— ARBEITSANWEISUNG 1 —
Gib bitte einen Abschnitt aus dem Text zum Högel-Prozess wörtlich wieder: beginnend mit „Es gab aber“ und weiter bis einschließlich „heute mit Schuldgefühlen.“.
— ARBEITSANWEISUNG 2 —
Beantworte anhand des Textes zum Högel-Prozess kurz die folgenden Fragen:
(a) Wie viele Angehörige haben sich dem Verfahren als Nebenkläger*innen angeschlossen?
(b) Welche Halle wurde zum Gerichtssaal umfunktioniert?
(c) Als was bezeichnete ein Gutachter Högel?

— QUELLDOKUMENT —
========================================================================

Es gab aber auch Zeug*innen, die offenbar ganz frei aussagten. Sie erklärten, dass sie nichts bemerkt hätten. Oder dass sie ihrem Vorgesetzten einen Verdacht meldeten, aber nichts unternommen wurde. Manche kämpfen deshalb bis heute mit Schuldgefühlen.
126 Angehörige haben sich als Nebenkläger*innen dem Verfahren angeschlossen. Ihnen standen Opferbetreuer*innen des Weißen Rings zur Seite. Die ersten Stuhlreihen in der Oldenburger Weser-Ems-Halle waren für sie reserviert. Wegen der vielen Verfahrensbeteiligten und des großen öffentlichen Interesses wurde die Halle zum Gerichtssaal umfunktioniert. Wenn Zeug*innen befragt wurden, wurde ihr Bild per Video auf zwei große Bildschirme über den Plätzen für Richter und Schöffen übertragen. So konnte ihnen jeder dabei ins Gesicht sehen.
„Kompetenter Lügner“
Auch wenn die Zahl von 106 möglichen Opfern schon unvorstellbar ist, die Dunkelziffer dürfte weitaus höher sein. Darin waren sich auch in diesem Prozess fast alle Beteiligten einig. Zum einen sind nicht alle Menschen, denen Högel etwas spritzte, gestorben. Opfer sind sie trotzdem. Hinzu kommt: Zwischen den hier angeklagten Taten liegen teilweise mehrere Wochen. Högel selbst sagte, er erinnere sich nicht, jemals eine längere Pause gemacht zu haben.
In seinen letzten Worten vor Gericht wandte er sich an die Angehörigen der Opfer. Er wolle sich „bei jedem Einzelnen für all das, was ich ihnen über Jahre angetan habe“, entschuldigen. In früheren Aussagen hatte er noch auf das Leben seiner Tochter geschworen, in Oldenburg nicht getötet zu haben, erst später dann hatte er gestanden. Ein Gutachter bezeichnete ihn als „kompetenten Lügner“.
Högels Worte, die Zeug*innenaussagen, der gesamte Prozess wird für die Angehörigen ein schwerer Weg gewesen sein. Erst verloren sie einen geliebten Menschen, dann mussten sie erfahren, dass ihre Mutter, ihr Mann, ihr Vater, wahrscheinlich umgebracht wurde.

========================================================================

— VORLIEGENDE ANGABEN —
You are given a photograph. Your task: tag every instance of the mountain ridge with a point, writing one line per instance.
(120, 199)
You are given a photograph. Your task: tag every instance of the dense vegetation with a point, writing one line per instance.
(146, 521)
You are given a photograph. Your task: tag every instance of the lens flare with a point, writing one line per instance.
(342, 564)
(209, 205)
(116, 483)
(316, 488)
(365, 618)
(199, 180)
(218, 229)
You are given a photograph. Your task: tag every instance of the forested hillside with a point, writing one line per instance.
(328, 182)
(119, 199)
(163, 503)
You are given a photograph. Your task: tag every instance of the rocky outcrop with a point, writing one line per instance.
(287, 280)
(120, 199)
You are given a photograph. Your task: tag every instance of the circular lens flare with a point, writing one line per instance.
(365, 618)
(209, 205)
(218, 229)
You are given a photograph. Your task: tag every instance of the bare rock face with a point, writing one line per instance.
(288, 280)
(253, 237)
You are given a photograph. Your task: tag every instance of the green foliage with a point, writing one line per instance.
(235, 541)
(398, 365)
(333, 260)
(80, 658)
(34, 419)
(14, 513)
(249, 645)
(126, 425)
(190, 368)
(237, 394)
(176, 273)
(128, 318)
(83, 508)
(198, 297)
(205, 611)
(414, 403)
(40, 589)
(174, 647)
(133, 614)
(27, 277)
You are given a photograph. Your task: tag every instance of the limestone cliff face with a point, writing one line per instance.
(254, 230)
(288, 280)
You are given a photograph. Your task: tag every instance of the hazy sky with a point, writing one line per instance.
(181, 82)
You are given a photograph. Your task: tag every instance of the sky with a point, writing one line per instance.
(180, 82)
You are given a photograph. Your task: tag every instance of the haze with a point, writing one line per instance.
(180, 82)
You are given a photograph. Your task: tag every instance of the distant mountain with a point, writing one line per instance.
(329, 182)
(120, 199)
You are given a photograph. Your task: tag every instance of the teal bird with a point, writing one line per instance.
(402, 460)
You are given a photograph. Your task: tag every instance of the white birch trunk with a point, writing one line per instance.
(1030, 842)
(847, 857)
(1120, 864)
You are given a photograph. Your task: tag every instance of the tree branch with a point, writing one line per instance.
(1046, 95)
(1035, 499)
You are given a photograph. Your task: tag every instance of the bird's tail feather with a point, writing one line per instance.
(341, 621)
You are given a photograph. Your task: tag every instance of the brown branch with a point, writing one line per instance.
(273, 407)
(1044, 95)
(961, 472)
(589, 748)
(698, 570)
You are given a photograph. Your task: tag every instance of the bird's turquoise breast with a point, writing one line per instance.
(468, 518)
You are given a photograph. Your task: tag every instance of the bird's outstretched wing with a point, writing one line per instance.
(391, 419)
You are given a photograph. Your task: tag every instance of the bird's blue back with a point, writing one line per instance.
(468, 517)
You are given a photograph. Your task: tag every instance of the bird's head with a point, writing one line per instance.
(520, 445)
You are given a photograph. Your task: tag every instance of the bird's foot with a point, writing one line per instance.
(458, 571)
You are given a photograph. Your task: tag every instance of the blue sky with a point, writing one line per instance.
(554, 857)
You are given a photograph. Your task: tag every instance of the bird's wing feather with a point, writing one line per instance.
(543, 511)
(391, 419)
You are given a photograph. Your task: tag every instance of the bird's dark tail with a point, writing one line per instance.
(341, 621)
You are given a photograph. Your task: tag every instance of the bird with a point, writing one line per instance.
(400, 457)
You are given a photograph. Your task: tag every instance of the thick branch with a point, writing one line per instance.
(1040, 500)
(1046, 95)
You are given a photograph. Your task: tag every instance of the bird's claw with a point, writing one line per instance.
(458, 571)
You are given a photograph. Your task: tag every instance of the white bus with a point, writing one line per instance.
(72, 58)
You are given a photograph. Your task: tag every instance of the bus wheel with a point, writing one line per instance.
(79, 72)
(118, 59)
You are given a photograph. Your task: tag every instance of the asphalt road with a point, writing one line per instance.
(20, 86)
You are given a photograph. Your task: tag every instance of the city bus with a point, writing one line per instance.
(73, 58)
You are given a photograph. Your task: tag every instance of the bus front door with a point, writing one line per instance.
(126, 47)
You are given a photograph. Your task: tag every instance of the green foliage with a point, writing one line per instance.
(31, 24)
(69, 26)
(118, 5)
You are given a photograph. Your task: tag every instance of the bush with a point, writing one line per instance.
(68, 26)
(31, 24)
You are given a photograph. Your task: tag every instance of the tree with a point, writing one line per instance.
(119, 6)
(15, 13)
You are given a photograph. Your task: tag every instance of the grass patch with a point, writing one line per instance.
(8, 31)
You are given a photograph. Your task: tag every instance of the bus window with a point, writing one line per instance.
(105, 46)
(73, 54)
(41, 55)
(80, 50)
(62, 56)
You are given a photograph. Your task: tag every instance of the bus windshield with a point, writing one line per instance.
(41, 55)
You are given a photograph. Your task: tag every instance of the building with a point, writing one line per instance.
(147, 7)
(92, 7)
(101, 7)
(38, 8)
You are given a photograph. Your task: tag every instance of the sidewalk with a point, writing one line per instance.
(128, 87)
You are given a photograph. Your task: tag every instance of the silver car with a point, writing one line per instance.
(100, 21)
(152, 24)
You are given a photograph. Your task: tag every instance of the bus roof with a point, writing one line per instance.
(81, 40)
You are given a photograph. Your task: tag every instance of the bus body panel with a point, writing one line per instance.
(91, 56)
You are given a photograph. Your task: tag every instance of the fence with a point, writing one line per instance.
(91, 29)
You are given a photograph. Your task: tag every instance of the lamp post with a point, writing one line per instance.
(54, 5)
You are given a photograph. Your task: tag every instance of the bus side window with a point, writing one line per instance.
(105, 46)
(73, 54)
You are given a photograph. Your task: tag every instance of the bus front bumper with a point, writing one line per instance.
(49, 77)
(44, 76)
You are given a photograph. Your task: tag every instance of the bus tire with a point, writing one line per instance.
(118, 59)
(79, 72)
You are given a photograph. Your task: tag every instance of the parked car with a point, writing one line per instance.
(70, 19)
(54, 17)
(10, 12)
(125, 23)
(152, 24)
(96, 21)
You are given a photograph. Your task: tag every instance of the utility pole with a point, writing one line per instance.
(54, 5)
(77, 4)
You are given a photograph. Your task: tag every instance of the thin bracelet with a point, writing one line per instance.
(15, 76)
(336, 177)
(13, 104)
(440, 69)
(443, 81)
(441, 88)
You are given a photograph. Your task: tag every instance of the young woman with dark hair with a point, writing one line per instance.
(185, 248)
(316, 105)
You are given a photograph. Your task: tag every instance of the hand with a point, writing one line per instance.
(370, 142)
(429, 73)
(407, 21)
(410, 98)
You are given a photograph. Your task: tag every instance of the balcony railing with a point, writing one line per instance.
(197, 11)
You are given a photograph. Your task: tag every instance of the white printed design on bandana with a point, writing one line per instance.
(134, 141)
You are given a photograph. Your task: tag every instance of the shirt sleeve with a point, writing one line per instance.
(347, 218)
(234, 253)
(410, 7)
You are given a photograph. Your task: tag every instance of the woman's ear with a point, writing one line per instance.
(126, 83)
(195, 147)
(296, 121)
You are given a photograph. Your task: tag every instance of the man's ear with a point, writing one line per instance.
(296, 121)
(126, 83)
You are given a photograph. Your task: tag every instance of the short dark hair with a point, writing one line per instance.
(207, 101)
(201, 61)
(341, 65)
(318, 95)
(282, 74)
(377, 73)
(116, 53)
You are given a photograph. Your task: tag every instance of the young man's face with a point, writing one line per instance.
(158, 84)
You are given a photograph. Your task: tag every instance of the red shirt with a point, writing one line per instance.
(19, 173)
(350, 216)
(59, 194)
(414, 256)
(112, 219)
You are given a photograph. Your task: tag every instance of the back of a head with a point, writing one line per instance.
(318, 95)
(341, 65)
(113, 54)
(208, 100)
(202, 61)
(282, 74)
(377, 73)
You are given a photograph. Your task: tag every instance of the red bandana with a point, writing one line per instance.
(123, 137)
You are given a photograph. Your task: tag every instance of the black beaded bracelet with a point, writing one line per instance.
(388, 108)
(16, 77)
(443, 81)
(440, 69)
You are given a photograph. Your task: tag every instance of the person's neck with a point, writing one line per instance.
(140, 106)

========================================================================

— ENDGÜLTIGE ANTWORT 1 —
Es gab aber auch Zeug*innen, die offenbar ganz frei aussagten. Sie erklärten, dass sie nichts bemerkt hätten. Oder dass sie ihrem Vorgesetzten einen Verdacht meldeten, aber nichts unternommen wurde. Manche kämpfen deshalb bis heute mit Schuldgefühlen.

— ENDGÜLTIGE ANTWORT 2 —
(a) 126 Angehörige
(b) Die Oldenburger Weser-Ems-Halle
(c) Als „kompetenten Lügner“